■ Objective:
Please print exactly the lines running from the one that contains "Annotation guideline: for every instance of the bollard, put" to the end of the data, with both lines included.
▬▬▬▬▬▬
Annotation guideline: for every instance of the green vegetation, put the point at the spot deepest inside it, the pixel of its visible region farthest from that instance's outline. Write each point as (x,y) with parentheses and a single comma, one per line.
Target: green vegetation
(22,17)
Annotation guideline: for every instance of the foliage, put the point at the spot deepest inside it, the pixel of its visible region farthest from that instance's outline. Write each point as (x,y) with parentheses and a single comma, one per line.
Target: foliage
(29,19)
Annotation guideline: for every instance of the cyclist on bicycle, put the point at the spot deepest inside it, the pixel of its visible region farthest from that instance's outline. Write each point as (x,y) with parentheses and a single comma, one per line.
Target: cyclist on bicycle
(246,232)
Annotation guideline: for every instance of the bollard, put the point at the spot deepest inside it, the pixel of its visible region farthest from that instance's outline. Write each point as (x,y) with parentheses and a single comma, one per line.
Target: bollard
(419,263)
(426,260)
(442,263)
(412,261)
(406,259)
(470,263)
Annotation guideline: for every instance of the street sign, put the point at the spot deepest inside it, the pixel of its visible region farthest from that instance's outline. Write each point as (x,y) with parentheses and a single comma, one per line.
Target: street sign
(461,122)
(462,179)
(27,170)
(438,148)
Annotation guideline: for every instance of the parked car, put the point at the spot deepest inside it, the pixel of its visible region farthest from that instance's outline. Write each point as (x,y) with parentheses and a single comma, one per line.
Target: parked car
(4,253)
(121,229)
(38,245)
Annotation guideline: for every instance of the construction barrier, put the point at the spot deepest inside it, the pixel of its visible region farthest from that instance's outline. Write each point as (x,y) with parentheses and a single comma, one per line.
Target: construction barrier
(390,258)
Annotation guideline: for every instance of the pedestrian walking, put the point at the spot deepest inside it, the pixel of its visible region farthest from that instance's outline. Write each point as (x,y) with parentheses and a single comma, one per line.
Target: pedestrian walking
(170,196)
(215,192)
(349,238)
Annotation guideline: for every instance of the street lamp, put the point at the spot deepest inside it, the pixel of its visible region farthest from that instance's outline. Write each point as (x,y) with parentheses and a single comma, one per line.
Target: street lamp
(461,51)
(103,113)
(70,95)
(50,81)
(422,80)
▬▬▬▬▬▬
■ Right answer:
Annotation guideline: for every instance of the bollard, put the point at the spot deepest inside it, the pixel of its visible region farthest from that instance's outline. Write each point as (x,y) with parentheses and a single comma, one per line.
Target: bollard
(419,263)
(426,260)
(442,263)
(412,261)
(406,259)
(470,263)
Annotation guideline: for every instance of the street sign, put the point at the spot deepest inside it, the pixel of its visible region farthest from that instance's outline. Write each point as (x,y) with parentheses and a single comma, one per line.
Target: street sign
(461,122)
(462,179)
(27,170)
(438,148)
Annotation guideline: for every instance of the parked car, put the point at the spot deepest inside it, the pixel of its visible region farthest from that instance's outline. Write each point as (x,y) with parentheses and a single comma, one per line.
Target: parked car
(4,253)
(121,229)
(38,245)
Annotation guideline: for every instance of the construction barrier, put the point at the spot deepest inside it, the pixel of its visible region farthest from that instance's outline. Write each point as (x,y) with parentheses and a single comma, one per line.
Target: construction barrier
(390,258)
Annotation guideline: for every instance of the pedestrian walking, put the point at the spot deepest inside it, the pixel of its visible region farthest from that instance's outline. Write each point as (x,y) with parentheses and a single comma, one per line.
Target: pedestrian walking
(170,196)
(215,192)
(349,238)
Annotation guideline: for every instance of the street lamp, put the point at the spot deepest inside it, the pixel of its visible region farthest from that instance's outline. Write each point as (x,y) with parentheses and a single comma, one per line.
Target: street lamp
(461,51)
(103,113)
(70,95)
(50,81)
(422,80)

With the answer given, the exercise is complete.